● Collected data entries
*** Block opens ***
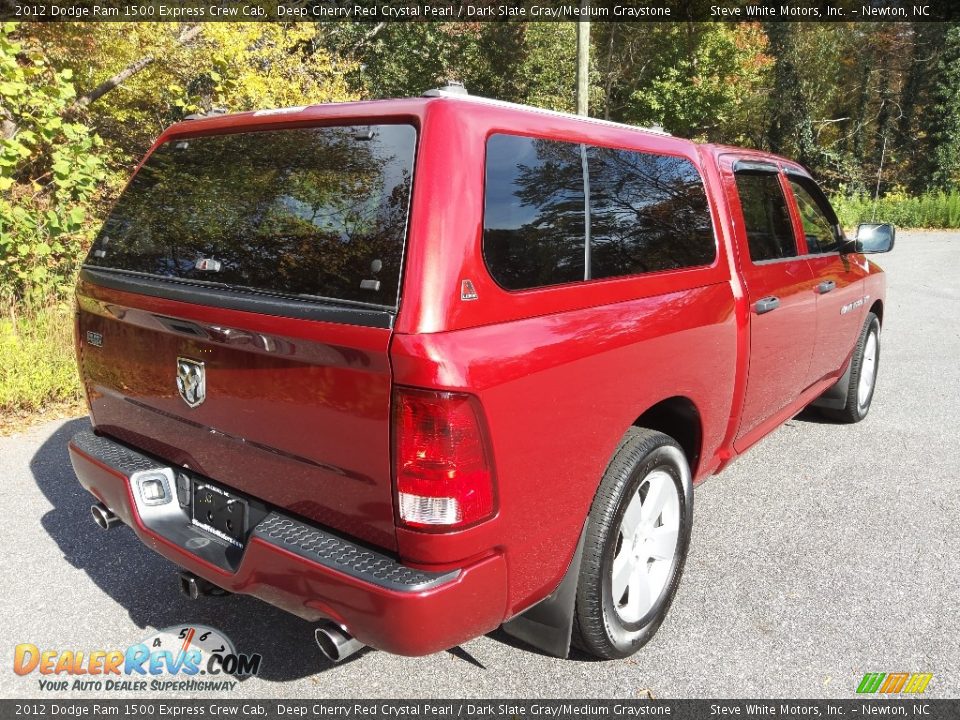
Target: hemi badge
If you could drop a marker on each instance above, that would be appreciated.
(467, 291)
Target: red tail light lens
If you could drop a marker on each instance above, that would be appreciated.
(443, 469)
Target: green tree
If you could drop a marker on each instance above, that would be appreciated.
(49, 172)
(943, 125)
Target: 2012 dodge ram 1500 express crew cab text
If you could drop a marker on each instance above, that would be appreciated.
(415, 369)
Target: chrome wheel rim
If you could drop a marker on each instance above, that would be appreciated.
(868, 369)
(646, 546)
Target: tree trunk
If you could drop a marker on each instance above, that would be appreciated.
(583, 63)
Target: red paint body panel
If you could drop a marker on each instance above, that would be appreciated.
(299, 412)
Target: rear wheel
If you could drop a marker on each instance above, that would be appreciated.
(863, 375)
(636, 545)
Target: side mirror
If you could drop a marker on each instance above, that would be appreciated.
(875, 238)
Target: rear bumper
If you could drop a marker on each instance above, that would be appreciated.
(301, 568)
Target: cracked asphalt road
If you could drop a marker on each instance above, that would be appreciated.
(824, 553)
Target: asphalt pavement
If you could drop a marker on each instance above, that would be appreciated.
(824, 553)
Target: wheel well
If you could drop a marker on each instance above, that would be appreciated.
(677, 417)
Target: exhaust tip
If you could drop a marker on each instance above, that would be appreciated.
(193, 587)
(104, 517)
(336, 643)
(189, 586)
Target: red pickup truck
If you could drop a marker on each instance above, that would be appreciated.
(416, 369)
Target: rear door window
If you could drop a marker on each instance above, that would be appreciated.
(819, 221)
(312, 212)
(561, 212)
(647, 213)
(534, 216)
(765, 215)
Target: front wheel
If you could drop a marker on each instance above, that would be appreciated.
(863, 375)
(636, 545)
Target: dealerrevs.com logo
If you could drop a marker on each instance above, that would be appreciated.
(893, 683)
(186, 658)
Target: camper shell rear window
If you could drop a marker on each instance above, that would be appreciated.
(315, 213)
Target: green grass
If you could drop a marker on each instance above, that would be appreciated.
(931, 210)
(37, 363)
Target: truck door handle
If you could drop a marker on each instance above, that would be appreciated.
(766, 305)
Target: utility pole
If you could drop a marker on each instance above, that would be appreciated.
(583, 60)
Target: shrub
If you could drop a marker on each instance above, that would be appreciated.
(50, 170)
(931, 210)
(37, 362)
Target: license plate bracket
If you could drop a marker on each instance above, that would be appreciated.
(220, 512)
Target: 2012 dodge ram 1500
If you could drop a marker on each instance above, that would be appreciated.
(415, 369)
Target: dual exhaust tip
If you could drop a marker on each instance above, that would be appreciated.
(333, 640)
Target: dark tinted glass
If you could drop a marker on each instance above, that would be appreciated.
(313, 211)
(533, 222)
(768, 227)
(819, 222)
(647, 213)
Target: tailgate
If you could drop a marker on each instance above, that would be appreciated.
(294, 412)
(235, 313)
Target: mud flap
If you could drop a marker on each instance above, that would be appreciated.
(836, 395)
(548, 625)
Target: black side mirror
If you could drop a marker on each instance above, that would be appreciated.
(875, 237)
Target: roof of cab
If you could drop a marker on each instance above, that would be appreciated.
(403, 107)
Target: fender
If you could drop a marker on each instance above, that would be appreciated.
(836, 395)
(548, 625)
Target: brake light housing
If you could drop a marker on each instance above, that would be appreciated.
(443, 472)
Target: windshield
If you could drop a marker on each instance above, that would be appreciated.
(317, 212)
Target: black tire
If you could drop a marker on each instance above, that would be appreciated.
(598, 627)
(857, 407)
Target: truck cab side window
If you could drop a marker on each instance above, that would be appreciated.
(766, 217)
(819, 224)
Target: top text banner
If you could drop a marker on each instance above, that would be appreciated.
(375, 11)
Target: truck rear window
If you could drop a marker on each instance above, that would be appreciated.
(313, 212)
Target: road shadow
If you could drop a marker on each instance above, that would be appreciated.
(144, 583)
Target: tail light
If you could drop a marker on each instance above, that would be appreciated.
(443, 469)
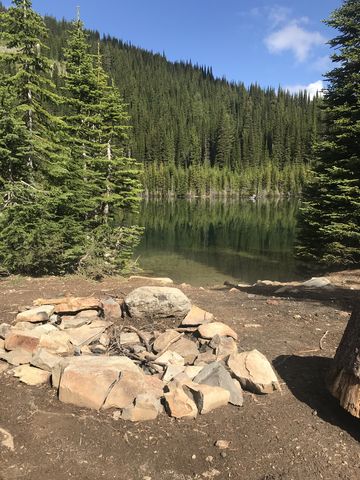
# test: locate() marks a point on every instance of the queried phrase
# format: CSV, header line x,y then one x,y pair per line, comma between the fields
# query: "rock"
x,y
179,405
164,339
223,346
43,329
4,330
193,370
254,372
17,357
87,385
162,280
31,375
317,282
215,374
73,322
171,372
87,333
24,326
56,342
157,302
196,317
125,390
111,309
207,397
91,315
216,328
6,439
25,340
87,361
146,408
3,367
128,338
205,358
222,444
73,304
154,385
186,348
44,359
35,315
170,358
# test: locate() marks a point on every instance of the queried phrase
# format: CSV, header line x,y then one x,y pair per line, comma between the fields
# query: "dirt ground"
x,y
298,434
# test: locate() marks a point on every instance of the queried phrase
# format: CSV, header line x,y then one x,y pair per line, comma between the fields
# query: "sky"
x,y
267,42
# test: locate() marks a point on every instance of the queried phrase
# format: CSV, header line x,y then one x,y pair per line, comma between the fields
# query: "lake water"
x,y
205,242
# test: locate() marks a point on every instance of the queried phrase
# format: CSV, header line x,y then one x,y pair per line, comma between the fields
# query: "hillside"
x,y
196,134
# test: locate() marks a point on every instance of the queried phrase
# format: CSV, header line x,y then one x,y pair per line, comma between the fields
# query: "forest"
x,y
200,135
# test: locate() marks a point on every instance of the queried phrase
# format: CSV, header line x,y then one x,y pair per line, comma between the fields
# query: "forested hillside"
x,y
198,135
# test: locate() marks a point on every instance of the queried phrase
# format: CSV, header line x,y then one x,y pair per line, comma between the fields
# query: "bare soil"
x,y
298,434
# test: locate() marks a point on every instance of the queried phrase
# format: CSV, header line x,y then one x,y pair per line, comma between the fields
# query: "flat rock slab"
x,y
196,317
145,408
112,309
73,304
157,302
87,386
44,359
207,397
162,280
16,357
215,374
35,315
180,405
87,333
31,375
87,361
26,340
124,392
254,372
164,339
56,342
216,328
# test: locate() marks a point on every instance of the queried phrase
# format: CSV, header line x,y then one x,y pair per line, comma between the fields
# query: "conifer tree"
x,y
108,179
34,167
330,217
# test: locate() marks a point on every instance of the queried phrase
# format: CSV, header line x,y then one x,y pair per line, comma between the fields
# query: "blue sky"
x,y
264,41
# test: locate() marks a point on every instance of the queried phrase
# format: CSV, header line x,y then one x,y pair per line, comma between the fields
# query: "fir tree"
x,y
108,179
330,216
34,168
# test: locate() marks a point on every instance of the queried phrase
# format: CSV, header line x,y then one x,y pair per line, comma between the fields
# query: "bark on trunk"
x,y
344,376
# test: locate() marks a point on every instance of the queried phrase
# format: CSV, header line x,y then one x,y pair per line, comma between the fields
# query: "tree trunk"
x,y
344,377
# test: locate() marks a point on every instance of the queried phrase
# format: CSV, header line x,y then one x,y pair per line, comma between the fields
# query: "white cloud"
x,y
295,38
322,64
312,88
278,14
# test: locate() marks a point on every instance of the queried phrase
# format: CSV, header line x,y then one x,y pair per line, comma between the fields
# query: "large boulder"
x,y
157,302
216,375
254,372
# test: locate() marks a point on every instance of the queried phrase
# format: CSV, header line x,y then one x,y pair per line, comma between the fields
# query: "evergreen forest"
x,y
200,135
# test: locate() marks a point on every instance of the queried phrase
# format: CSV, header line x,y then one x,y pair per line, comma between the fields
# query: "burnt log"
x,y
344,377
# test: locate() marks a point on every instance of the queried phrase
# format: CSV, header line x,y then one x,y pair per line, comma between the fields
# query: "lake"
x,y
205,242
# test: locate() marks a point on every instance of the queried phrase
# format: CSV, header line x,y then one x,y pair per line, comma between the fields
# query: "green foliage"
x,y
63,180
185,119
330,215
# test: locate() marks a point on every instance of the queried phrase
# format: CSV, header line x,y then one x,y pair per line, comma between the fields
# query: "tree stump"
x,y
344,377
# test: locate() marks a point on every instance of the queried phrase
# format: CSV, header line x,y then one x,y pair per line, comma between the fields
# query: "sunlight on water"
x,y
207,242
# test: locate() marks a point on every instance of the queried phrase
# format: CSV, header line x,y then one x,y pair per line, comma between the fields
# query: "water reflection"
x,y
206,242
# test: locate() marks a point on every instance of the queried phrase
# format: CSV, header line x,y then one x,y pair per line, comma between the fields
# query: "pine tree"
x,y
108,180
330,216
32,239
*** Block closes ***
● What to do
Which of the lines above carry the string "black"? Copy every one.

● Reply
Target: black side mirror
Target: black tire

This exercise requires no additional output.